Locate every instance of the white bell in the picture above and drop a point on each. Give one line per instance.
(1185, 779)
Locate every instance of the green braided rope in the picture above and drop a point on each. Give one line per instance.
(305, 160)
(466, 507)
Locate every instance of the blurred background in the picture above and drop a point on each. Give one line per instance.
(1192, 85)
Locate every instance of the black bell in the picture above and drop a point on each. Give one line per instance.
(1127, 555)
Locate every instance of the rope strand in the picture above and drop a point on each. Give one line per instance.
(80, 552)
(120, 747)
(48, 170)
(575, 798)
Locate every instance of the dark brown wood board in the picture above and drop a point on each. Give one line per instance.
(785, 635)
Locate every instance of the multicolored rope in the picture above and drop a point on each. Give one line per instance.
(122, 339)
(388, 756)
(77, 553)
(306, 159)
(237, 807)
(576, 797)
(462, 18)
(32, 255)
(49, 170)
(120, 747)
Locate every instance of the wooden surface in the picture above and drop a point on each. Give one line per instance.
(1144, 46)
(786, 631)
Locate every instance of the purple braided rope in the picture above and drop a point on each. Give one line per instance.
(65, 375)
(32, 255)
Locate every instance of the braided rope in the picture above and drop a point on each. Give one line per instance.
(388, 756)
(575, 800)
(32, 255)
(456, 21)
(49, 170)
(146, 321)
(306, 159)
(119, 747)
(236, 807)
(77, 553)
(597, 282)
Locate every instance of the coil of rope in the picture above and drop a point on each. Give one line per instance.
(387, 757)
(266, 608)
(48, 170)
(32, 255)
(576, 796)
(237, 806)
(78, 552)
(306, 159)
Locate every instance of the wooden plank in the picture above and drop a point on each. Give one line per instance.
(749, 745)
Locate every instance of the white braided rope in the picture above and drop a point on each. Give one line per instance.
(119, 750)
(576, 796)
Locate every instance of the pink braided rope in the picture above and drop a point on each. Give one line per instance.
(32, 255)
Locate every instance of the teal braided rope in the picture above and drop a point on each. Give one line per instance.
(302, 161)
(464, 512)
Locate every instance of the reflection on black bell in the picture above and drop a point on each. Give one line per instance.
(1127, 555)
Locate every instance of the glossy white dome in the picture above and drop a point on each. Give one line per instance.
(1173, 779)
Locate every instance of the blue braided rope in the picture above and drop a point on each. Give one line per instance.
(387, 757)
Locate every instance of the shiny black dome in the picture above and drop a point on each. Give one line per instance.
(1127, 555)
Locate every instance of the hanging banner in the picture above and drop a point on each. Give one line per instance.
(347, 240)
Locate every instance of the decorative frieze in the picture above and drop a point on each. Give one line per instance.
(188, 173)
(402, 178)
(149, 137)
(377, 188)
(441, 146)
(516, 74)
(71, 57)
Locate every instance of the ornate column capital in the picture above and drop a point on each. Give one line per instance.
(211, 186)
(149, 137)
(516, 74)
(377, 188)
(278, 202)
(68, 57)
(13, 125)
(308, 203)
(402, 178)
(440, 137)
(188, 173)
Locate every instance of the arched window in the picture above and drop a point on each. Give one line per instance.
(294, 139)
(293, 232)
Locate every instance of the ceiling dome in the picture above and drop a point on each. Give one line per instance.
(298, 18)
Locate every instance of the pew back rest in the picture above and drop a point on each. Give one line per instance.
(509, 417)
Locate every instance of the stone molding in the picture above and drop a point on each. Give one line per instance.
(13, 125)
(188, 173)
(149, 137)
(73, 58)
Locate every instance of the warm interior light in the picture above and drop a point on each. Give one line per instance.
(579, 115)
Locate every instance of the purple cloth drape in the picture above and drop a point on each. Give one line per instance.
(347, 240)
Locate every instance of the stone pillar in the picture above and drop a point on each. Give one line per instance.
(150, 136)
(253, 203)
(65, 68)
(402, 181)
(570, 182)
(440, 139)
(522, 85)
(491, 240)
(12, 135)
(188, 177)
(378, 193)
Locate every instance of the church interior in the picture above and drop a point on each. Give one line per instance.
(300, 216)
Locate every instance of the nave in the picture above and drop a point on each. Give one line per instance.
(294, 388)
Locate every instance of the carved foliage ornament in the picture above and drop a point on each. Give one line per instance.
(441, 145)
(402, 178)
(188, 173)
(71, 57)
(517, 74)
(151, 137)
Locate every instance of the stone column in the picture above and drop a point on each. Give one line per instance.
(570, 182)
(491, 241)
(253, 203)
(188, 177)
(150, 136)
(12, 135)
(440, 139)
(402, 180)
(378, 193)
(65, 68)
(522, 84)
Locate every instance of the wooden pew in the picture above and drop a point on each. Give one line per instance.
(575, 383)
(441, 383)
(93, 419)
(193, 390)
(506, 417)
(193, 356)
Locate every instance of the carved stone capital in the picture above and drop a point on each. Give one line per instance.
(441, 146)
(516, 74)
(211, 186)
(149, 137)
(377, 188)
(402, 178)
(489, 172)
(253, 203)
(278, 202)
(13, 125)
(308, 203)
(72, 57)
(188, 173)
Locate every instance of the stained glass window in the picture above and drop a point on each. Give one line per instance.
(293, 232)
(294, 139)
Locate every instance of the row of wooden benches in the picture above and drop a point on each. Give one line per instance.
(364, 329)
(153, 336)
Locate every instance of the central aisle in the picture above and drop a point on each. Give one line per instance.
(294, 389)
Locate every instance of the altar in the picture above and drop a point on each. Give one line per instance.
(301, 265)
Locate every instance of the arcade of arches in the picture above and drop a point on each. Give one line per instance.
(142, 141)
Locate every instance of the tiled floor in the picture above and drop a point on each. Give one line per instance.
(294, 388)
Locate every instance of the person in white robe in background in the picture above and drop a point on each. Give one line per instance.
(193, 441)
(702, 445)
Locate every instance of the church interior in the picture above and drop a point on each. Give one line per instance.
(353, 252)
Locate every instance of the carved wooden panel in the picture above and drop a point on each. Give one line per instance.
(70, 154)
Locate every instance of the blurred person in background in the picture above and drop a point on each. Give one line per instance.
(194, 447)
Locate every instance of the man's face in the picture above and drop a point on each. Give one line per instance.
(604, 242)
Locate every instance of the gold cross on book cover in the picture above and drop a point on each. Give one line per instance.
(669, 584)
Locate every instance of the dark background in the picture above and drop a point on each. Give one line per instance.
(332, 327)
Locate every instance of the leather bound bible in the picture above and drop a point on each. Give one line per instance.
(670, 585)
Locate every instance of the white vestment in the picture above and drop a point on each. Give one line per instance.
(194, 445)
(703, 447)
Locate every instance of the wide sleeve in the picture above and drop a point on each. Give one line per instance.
*-*-*
Return all of the records above verbatim, line for line, with no changes.

* _OUTPUT OF THE EXERCISE_
Locate every instance of the white bell in the picture above and drop a point on each. Give one line per instance.
(1185, 779)
Locate every instance of the green braided rope in the picture above and drop a point on each. Give one line per instance.
(305, 160)
(466, 507)
Locate every instance of the blurred background in the picture above and drop a point on each. Give one line per instance.
(1192, 85)
Locate every instance of the black bell in the picture above and drop a point on each. Give one line per instance.
(1127, 555)
Locate every instance of the rope strand in the picture above and drop a point on each. Give one line per instance.
(80, 552)
(120, 747)
(48, 170)
(575, 798)
Locate every instance of the dark brown wood board in the picture above and drop a point on each. Give one line per instance.
(785, 635)
Locate every instance of the multicolored rope in the picture above and drop a point on each. Give one line per instance.
(122, 339)
(388, 756)
(77, 553)
(306, 159)
(237, 807)
(576, 797)
(462, 18)
(32, 255)
(49, 170)
(120, 747)
Locate every instance of the wooden surface in the picture above and drop a point on each. Give one line per instance.
(1144, 46)
(786, 631)
Locate every instance of the purple braided rope in the picture above and drop a point on each. Give one line per instance.
(65, 375)
(32, 255)
Locate every instance of the braided rope in the picture above and drop a point on each. Give one line per instance.
(388, 756)
(575, 800)
(32, 255)
(456, 21)
(49, 170)
(146, 321)
(306, 159)
(119, 747)
(236, 807)
(77, 553)
(597, 282)
Locate every instance of the coil of rope in the picture above and drop a point on each. Give one line per instance.
(387, 757)
(266, 608)
(48, 170)
(32, 255)
(576, 796)
(237, 806)
(78, 552)
(306, 159)
Locate every instance of the wooden plank in the picture above and drop a point on each. Give one line per instance.
(749, 745)
Locate every instance of the white braided rope in the picture above and drop a point on each. Give one line per instance.
(119, 750)
(576, 796)
Locate every instance of the pink braided rope in the picture above and drop a point on each. Give one line per instance.
(32, 255)
Locate every instance of the teal braided rope in the picture above and drop a point on each. Give one line per instance.
(302, 161)
(464, 512)
Locate every instance of the reflection on black bell in the picture above and drop a point on each. Give one line per instance.
(1127, 555)
Locate every instance of the glossy white dome in the picture above and drop a point on each. Give one line per instance.
(1173, 779)
Locate every instance of the blue braided rope in the picture above and drop a point on each. Give one line per instance.
(387, 757)
Locate every instance of the shiny black dome in the picture above and drop a point on each. Give one line per instance.
(1127, 555)
Locate every instance of the hanging banner in the picture above and drop a point on each. Give one line per instance.
(347, 240)
Locate every instance of the decorative frieze in the picture above and drop a point on each. Give one line per instance.
(188, 173)
(402, 178)
(149, 137)
(377, 188)
(441, 146)
(516, 74)
(71, 57)
Locate every instance of the ornate column capital in the picture above and drop a point on each. Give one line per instance.
(211, 186)
(149, 137)
(516, 74)
(377, 188)
(278, 202)
(68, 57)
(13, 125)
(308, 203)
(402, 178)
(440, 137)
(188, 173)
Locate every instance of the arched window in the picture above and drop a point on each. Give one line per instance.
(294, 139)
(293, 232)
Locate every instance of the ceiling dome in the picture above and drop a point on each. Give one line per instance.
(298, 18)
Locate every instance of the pew back rest in the picture above and drop a point on each. Give one line per instance.
(509, 417)
Locate every instance of the stone molding in the picture above and drop a point on each. Give one line per instance.
(13, 125)
(188, 173)
(149, 137)
(73, 58)
Locate every instance of the warm interior light in the picture above and drop a point on each. Give one line per instance.
(579, 115)
Locate every instance of the purple cloth drape in the picture above and drop a point on each. Give one line per instance.
(347, 240)
Locate every instance of the stone pillar in the picture above and drop a point on each. Give one line per instance.
(150, 136)
(253, 203)
(65, 68)
(402, 181)
(570, 182)
(440, 139)
(522, 85)
(491, 240)
(12, 135)
(188, 177)
(378, 193)
Locate every instance of the church interior in the picture above and drop a point on each. Give one line per instance.
(300, 216)
Locate every instance of the nave in the picture above and drop a point on each. Give one line per instance.
(294, 388)
Locate every instance of the carved foliage ornament in the picture above and drop a point on each. Give one line per instance.
(441, 145)
(402, 178)
(188, 173)
(71, 57)
(517, 74)
(151, 137)
Locate every instance of the stone column in the picture above and drop a point on each. Give one line per instance.
(570, 182)
(491, 241)
(253, 203)
(188, 177)
(150, 136)
(12, 135)
(440, 139)
(402, 180)
(378, 193)
(65, 68)
(522, 84)
Locate every instance of the wooden pew in the picture above and drop a point on each. Give one line per instance.
(575, 383)
(441, 383)
(93, 419)
(193, 390)
(506, 417)
(193, 356)
Locate every instance of the carved stone capital in the picture above and drop a point on each. Give one line per instance.
(441, 146)
(516, 74)
(211, 186)
(149, 137)
(377, 188)
(402, 178)
(489, 172)
(253, 203)
(278, 202)
(13, 125)
(308, 203)
(72, 57)
(188, 173)
Locate every instance of the stained glass window in the picture above and drop a point on each. Give one line per instance.
(293, 232)
(294, 139)
Locate every instance of the row of wooden benches in the picture above and drop a point on each. Give one line per instance.
(364, 329)
(153, 336)
Locate every instance of the central aisle in the picture above and drop a point on each. Give one line per instance.
(294, 389)
Locate every instance of the altar in the picture above and drop a point on each. Give one line per instance.
(301, 265)
Locate every instance of the arcade of arches in the picture above and drop a point on each. Give one line per instance.
(142, 141)
Locate every instance of the tiled floor in the picture above and drop a point on each. Give one line per instance.
(294, 388)
Locate every instance of the person in white robe in background in the picture above and drop a point on each. Give one line per instance.
(193, 441)
(702, 445)
Locate every instance of the church interior in the picture above and drop a point on each. Give one line per instance.
(353, 252)
Locate every instance of the carved wooden panel in the picture above and drop a point on each. Give one line per instance.
(70, 154)
Locate every instance of the blurred person in background in the picture above and drop a point on each. Give one line per instance.
(194, 447)
Locate every instance of the man's face in the picture above and drop a point on each. Give one line per instance.
(604, 242)
Locate every instance of the gold cross on book cover in the picture above and drop a point on each. Give one line per instance.
(669, 584)
Locate every instance of the dark background in the picture above and drop a point on each. Give one line per instance.
(332, 327)
Locate every instance of the leather bound bible in the picture above and drop a point on each. Give one line per instance.
(670, 585)
Locate every instance of the white vestment in the picture above and drop a point on each. Give one line per instance.
(194, 445)
(703, 447)
Locate every instance of the wide sleeve in the picture above and drop a point on each. Give one line per instance.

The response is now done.